Given request:
Gather every line in the listing below that contains the string "glass". Case counts.

Recorded data:
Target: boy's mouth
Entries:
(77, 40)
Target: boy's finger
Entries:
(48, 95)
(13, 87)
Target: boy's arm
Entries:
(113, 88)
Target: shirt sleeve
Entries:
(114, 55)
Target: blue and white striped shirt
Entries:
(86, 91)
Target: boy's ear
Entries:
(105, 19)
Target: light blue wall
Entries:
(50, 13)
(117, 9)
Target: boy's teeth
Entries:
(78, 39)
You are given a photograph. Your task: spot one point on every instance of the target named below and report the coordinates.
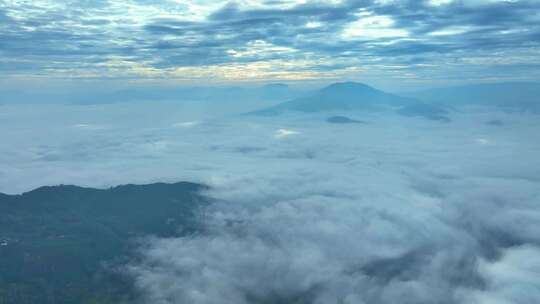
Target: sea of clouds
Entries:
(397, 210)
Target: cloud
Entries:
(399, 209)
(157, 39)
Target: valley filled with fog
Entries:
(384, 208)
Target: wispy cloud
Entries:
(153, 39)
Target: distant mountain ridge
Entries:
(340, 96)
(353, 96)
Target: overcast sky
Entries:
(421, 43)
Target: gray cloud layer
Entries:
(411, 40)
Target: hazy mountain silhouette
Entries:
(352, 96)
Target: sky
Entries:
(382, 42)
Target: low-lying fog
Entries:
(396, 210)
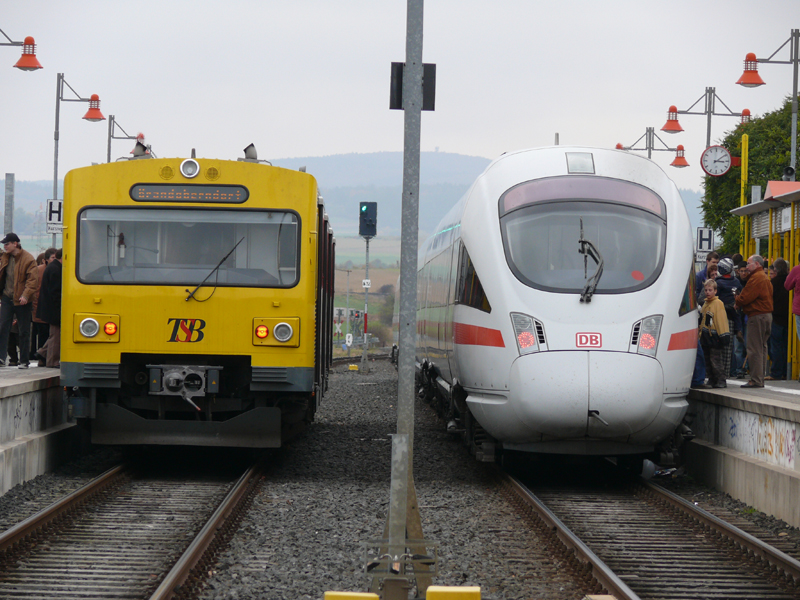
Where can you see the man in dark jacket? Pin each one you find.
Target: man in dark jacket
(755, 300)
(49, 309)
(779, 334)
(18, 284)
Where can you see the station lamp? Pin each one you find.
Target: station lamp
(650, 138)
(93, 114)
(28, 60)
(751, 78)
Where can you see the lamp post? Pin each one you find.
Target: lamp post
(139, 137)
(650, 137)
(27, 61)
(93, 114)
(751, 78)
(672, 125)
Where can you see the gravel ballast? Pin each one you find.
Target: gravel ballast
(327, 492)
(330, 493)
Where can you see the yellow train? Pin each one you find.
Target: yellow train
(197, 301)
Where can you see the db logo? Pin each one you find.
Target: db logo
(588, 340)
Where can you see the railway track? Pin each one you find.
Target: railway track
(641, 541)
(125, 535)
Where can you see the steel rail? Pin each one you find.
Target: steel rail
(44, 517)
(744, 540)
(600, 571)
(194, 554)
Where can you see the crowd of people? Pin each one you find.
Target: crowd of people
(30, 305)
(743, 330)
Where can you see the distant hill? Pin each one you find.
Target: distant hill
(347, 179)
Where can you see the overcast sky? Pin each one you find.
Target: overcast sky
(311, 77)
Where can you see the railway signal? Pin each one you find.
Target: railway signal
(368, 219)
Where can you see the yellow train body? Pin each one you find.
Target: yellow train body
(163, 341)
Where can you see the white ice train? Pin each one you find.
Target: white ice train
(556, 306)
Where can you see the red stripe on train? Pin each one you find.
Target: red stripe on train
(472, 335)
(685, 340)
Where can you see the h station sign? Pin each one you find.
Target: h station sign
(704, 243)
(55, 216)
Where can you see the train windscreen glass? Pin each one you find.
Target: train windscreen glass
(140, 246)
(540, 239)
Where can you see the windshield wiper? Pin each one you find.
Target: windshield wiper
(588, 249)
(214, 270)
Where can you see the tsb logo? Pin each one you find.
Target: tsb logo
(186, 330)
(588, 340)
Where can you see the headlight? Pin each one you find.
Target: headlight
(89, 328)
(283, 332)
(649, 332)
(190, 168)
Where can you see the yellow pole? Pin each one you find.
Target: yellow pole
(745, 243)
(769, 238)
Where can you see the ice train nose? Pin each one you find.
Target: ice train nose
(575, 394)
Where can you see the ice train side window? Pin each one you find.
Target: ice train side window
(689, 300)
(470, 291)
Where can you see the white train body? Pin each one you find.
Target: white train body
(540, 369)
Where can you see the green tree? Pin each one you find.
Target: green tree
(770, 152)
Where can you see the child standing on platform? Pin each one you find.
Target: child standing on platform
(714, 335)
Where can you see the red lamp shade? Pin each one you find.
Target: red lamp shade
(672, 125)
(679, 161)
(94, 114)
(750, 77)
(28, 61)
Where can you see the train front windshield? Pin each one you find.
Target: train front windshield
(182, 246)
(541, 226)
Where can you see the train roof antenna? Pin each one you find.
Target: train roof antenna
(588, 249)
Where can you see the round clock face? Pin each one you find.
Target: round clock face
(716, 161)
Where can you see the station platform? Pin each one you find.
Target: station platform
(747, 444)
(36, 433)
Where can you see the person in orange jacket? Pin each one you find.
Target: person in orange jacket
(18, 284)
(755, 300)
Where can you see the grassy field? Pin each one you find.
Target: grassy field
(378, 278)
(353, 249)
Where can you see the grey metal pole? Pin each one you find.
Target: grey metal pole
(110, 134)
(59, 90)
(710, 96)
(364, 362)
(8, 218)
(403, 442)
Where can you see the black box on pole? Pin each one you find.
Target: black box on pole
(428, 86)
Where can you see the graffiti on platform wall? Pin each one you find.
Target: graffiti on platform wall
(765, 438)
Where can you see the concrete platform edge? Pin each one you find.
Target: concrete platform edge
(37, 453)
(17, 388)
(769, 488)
---
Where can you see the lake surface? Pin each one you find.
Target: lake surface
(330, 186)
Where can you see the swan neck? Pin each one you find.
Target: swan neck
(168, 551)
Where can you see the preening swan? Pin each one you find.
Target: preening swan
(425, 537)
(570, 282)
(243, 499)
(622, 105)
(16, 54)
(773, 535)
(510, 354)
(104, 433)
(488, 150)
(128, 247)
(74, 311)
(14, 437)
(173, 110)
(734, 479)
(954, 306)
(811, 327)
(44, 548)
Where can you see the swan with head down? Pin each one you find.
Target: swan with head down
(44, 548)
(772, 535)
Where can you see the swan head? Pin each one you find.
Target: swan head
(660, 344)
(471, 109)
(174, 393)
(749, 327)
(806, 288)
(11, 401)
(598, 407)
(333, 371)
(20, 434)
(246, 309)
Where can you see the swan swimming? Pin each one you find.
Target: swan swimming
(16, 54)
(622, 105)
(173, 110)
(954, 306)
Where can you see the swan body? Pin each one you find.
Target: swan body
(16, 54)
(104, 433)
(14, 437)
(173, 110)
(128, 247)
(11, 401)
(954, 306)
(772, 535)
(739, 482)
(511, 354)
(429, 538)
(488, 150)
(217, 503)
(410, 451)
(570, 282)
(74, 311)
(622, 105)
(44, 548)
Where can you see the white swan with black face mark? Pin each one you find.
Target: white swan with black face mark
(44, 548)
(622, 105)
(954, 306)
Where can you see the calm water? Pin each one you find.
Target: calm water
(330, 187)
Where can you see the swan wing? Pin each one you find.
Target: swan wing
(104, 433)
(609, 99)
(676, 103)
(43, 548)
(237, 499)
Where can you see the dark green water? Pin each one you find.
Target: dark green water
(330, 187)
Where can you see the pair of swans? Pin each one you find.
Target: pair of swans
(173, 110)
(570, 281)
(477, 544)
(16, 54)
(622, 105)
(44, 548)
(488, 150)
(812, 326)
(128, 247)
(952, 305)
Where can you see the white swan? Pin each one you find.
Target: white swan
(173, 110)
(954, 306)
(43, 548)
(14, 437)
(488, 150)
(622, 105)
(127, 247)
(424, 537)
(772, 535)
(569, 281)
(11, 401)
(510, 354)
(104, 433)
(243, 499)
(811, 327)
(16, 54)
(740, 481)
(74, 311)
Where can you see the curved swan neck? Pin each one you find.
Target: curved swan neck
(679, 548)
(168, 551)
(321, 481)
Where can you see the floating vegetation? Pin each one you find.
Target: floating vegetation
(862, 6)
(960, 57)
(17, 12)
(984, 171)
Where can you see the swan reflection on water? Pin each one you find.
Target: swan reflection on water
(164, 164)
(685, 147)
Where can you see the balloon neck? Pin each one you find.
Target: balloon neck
==
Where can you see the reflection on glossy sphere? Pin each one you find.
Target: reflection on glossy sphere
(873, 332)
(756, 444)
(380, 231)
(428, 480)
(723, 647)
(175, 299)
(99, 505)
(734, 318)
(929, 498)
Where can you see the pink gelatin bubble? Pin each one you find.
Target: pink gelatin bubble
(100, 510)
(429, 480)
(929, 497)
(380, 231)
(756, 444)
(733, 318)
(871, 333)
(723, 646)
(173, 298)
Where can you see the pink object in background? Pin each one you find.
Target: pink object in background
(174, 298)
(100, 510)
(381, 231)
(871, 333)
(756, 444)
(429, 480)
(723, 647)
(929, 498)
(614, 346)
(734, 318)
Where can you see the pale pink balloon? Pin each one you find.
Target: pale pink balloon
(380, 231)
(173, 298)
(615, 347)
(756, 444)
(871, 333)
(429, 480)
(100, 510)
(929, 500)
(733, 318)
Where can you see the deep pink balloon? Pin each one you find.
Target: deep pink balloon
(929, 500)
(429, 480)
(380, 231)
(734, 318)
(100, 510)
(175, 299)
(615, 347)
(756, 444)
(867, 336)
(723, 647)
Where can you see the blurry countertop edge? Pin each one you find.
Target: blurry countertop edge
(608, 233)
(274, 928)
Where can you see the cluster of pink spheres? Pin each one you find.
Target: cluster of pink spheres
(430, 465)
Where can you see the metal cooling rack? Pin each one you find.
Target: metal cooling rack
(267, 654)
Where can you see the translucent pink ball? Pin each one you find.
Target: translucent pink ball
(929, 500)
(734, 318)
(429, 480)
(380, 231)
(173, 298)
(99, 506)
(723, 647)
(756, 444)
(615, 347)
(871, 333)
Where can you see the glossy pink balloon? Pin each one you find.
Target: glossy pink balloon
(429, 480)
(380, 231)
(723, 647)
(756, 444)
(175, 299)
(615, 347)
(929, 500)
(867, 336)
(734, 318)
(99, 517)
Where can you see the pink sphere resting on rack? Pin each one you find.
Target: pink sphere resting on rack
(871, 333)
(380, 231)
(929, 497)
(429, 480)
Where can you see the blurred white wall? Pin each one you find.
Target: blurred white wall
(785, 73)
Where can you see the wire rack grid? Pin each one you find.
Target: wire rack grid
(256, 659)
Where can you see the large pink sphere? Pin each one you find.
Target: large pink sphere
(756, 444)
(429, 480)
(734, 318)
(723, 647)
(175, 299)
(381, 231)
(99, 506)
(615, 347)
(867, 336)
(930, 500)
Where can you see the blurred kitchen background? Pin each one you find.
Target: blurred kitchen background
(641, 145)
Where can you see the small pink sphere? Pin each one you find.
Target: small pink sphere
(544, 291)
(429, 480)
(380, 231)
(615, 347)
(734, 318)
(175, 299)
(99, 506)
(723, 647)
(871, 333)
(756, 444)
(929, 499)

Solution to this exercise:
Where can you see the train windscreen glass? Pin each one you find.
Target: train windscreen glass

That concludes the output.